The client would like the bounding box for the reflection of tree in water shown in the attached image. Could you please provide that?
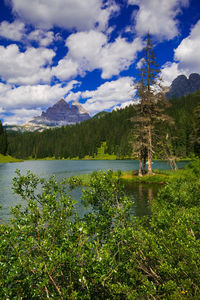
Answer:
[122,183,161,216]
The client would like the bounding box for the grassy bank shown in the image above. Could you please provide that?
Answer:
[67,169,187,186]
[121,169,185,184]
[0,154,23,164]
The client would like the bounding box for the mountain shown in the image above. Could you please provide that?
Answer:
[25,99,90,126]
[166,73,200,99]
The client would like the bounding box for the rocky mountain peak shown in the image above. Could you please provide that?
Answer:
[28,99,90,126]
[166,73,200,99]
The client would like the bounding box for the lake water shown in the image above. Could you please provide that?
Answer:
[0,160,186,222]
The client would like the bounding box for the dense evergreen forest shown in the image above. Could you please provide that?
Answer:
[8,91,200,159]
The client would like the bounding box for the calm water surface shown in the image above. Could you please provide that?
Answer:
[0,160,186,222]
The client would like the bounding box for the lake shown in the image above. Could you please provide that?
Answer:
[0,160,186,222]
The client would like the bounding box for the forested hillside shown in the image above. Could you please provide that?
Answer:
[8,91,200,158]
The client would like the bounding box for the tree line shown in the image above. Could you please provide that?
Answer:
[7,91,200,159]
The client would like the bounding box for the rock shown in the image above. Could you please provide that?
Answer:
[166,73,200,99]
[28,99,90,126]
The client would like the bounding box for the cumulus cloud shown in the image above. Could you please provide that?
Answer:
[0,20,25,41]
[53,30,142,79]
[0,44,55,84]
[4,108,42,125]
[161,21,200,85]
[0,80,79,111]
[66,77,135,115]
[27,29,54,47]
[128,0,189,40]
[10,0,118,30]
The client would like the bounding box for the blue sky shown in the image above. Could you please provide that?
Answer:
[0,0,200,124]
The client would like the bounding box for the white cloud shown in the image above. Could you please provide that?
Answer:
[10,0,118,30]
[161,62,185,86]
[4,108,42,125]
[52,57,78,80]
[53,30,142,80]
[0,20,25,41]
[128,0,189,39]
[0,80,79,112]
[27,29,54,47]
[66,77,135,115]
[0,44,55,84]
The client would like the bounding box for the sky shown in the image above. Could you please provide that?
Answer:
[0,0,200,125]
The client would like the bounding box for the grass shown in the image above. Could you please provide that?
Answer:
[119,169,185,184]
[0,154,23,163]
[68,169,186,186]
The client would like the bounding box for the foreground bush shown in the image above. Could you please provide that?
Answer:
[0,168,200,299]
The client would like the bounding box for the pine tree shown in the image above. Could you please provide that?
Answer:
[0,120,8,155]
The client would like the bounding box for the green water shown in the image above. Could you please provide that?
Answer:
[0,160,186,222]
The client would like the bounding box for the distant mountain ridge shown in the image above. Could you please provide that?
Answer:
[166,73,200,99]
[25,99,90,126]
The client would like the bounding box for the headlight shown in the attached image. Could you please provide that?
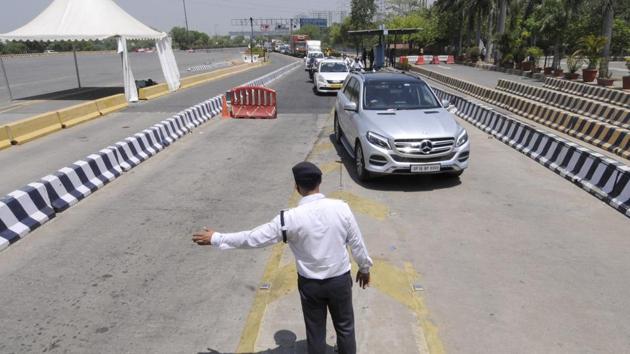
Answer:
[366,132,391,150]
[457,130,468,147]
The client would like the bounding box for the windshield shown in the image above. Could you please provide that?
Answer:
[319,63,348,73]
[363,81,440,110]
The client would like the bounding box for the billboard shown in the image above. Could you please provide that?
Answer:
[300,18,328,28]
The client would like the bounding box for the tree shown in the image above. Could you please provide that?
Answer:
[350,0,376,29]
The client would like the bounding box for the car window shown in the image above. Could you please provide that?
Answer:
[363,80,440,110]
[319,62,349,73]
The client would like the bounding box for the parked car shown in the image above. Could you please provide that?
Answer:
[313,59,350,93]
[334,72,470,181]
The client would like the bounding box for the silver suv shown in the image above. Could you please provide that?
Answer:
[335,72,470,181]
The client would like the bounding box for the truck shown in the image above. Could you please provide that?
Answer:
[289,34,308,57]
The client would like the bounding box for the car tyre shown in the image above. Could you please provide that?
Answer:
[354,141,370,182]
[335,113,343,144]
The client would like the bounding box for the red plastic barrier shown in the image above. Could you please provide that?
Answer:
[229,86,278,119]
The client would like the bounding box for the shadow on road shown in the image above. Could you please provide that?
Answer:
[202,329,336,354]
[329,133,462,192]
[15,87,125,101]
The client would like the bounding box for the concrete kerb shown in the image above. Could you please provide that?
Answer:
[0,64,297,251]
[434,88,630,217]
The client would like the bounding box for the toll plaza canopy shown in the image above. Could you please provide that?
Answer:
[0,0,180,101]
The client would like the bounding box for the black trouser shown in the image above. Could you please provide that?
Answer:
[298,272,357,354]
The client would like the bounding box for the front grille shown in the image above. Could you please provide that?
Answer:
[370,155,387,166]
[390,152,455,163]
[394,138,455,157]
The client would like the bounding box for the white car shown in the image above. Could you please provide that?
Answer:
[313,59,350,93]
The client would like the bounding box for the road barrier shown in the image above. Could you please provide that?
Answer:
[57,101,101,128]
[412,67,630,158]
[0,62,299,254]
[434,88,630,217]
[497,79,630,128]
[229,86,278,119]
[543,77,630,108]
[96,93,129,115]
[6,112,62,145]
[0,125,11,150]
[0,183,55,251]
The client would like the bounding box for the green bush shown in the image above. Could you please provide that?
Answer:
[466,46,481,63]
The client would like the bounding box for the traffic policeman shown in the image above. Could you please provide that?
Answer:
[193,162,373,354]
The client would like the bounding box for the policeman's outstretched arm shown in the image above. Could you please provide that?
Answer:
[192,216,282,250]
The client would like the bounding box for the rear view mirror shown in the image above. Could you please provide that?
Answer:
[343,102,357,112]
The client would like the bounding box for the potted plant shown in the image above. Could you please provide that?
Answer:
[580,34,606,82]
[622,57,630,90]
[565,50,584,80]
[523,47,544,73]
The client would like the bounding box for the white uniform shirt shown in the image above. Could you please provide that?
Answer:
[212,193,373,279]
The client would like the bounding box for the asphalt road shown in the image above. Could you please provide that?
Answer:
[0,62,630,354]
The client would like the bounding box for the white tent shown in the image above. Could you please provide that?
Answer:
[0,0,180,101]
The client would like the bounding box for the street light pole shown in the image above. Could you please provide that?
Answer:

Exercise prompt –
Rewrite all the entries above as a numbered list, one line per item, skipping blank lines and leaving out the pictures.

Exercise output –
1. The client would like the bounding box for the reflection of tree in water shown in the attached image. Could you please provide that?
2. Answer:
3. [122,183,161,216]
4. The client would like the bounding box for the grassy bank shown in the image above. Could you please provide that?
5. Answer:
6. [67,169,187,186]
7. [121,169,185,184]
8. [0,154,23,164]
9. The client would like the bounding box for the mountain shown in the image above. Could you please provide that?
10. Answer:
11. [25,99,90,126]
12. [166,73,200,99]
13. The client would like the bounding box for the rocky mountain peak shown in the image above. Could you please provide that?
14. Answer:
15. [28,99,90,126]
16. [166,73,200,99]
17. The client would like the bounding box for the lake water shown in the image above. Could you please provide that?
18. Answer:
19. [0,160,186,222]
20. The client would like the bounding box for the dense evergreen forest shown in the image above. Could you please provide that?
21. Answer:
22. [8,91,200,159]
23. The client would like the bounding box for the calm water surface shown in the image above. Could you please provide that?
24. Answer:
25. [0,160,186,222]
26. The client would like the bounding box for the lake shown in the image above. Could you please provide that?
27. Answer:
28. [0,160,186,222]
29. The client would like the bounding box for the forested hillside shown in the image above. Could you please provide that?
30. Answer:
31. [8,91,200,158]
32. The client would like the bounding box for the tree line shown in the image above. Could you please provide that?
33. Answer:
34. [7,91,200,159]
35. The client would like the bounding box for the rock shown in the image above. Could you please provide that?
36. Answer:
37. [166,73,200,99]
38. [28,99,90,126]
39. The client would like the bounding box for the cumulus cloud shown in the image above. Could you please provide that?
40. Answer:
41. [0,20,25,41]
42. [53,30,142,79]
43. [0,44,55,84]
44. [4,108,42,125]
45. [161,21,200,85]
46. [0,80,79,111]
47. [66,77,135,115]
48. [27,29,54,47]
49. [128,0,189,40]
50. [10,0,118,30]
51. The client would like the bounding box for the blue sky shown in the image above. Could you please provide that?
52. Answer:
53. [0,0,200,124]
54. The client would like the bounding box for the white cloud shown in the image above. Could you please provide that?
55. Answer:
56. [10,0,118,30]
57. [161,62,185,86]
58. [4,108,42,125]
59. [52,57,78,80]
60. [53,30,142,80]
61. [0,20,25,41]
62. [128,0,189,39]
63. [0,80,79,112]
64. [27,29,54,47]
65. [66,77,135,115]
66. [0,44,55,84]
67. The client would like the bounding box for the sky shown in the image above. Could you please provide that?
68. Answer:
69. [0,0,200,125]
70. The client would like the bounding box for the grass shown in the image above. Could you please provide that?
71. Answer:
72. [119,169,185,184]
73. [0,154,23,163]
74. [68,169,186,186]
75. The client would like the bounding box for the foreground bush shown in the image above. Could you please provide that?
76. Answer:
77. [0,168,200,299]
78. The client would like the bounding box for the pine tree shown in the image above. Could you please provide that?
79. Answer:
80. [0,120,8,155]
81. The client would like the bounding box for the green water shown in the image above. Could you please provide that?
82. Answer:
83. [0,160,186,222]
84. The client would like the bounding box for the distant mountain ridge shown in the image above. Could you please provide that?
85. Answer:
86. [166,73,200,99]
87. [25,99,90,126]
88. The client would like the bounding box for the headlight shown in the attached image. Could you please provide that?
89. Answer:
90. [366,132,391,150]
91. [457,130,468,147]
92. The client would like the bounding box for the windshield shown in the image above. Could you please provide that?
93. Answer:
94. [319,63,348,73]
95. [363,81,440,110]
96. The client would like the bounding box for the billboard shown in the image above. Could you please provide that?
97. Answer:
98. [300,18,328,28]
99. The client would like the bounding box for the tree shown in the image above. Could you please provide that?
100. Answer:
101. [350,0,376,29]
102. The client would like the bounding box for the car window shown in the image above. Could you please provide that?
103. Answer:
104. [363,80,440,110]
105. [319,62,349,73]
106. The client would like the bounding box for the parked car shown in the image above. Could you please provide that?
107. Answer:
108. [313,59,350,93]
109. [334,72,470,181]
110. The client would like the bounding box for the silver suv shown in the image above. Could you please provide that?
111. Answer:
112. [335,72,470,181]
113. The client would like the bounding box for the truck shown in the image above. Could you please provide that?
114. Answer:
115. [289,34,308,57]
116. The client would like the bounding box for the car tyre shown in the image above. Could you please provide that?
117. Answer:
118. [354,141,370,182]
119. [335,113,343,144]
120. The client would like the bounding box for the red plastic barrier shown in the image above. Could you please provide that?
121. Answer:
122. [229,86,278,119]
123. The client would like the bounding box for the shadow on road shown in the image above. Could you please provide that?
124. Answer:
125. [202,329,336,354]
126. [329,133,462,192]
127. [15,87,125,101]
128. The client would like the bounding box for the concrete kerb shown in the image above. Could you please provide that?
129. Answer:
130. [0,64,297,251]
131. [434,88,630,217]
132. The client would like the bounding box for the toll plaza canopy shown in the image above. Could you please provide that?
133. Answer:
134. [0,0,180,101]
135. The client would like the bounding box for the black trouser shown in the image above. Could you please provide that?
136. Answer:
137. [298,272,357,354]
138. The client would like the bounding box for the front grille shown in the image above. Could you please provide that?
139. Answer:
140. [370,155,387,166]
141. [390,152,455,163]
142. [394,138,455,157]
143. The client would like the bounding box for the white car shown in the image above. Could you please provide that?
144. Answer:
145. [313,59,350,93]
146. The client would like the bounding box for the road barrier shown in the image above. Could you please provide that?
147. Answer:
148. [57,101,101,128]
149. [412,67,630,158]
150. [0,62,299,254]
151. [434,88,630,217]
152. [497,79,630,128]
153. [229,86,278,119]
154. [543,77,630,108]
155. [96,93,129,115]
156. [6,112,62,145]
157. [0,125,11,150]
158. [0,183,55,251]
159. The client would like the bounding box for the green bush shown in the image above. Could you please provide that?
160. Answer:
161. [466,46,481,63]
162. The client would like the bounding box for the traffic policeman shown in the image above. Could you please provide that?
163. Answer:
164. [193,162,373,354]
165. The client would like the bounding box for the policeman's outstretched arm shown in the image above. Could you please provide that?
166. Answer:
167. [192,216,282,250]
168. The client would like the bounding box for the rear view mirror shown in the image above. Could you please provide that?
169. Answer:
170. [343,102,357,112]
171. The client would like the bounding box for the potted plant shown in the image above. Could you please provide that?
172. Answer:
173. [580,34,606,82]
174. [622,57,630,90]
175. [565,50,584,80]
176. [523,47,544,73]
177. The client would like the bounding box for the white uniform shirt shown in the image above. Could you please provide that?
178. Answer:
179. [212,193,373,279]
180. The client would like the bounding box for the asphalt road shown in the image above. Could you please provide that?
181. Answer:
182. [0,62,630,354]
183. The client would like the bounding box for the white tent shown in the image above. Could you please provide that?
184. Answer:
185. [0,0,180,101]
186. The client would like the bounding box for the street light pole shown in the image above. Could you please provide that?
187. Answer:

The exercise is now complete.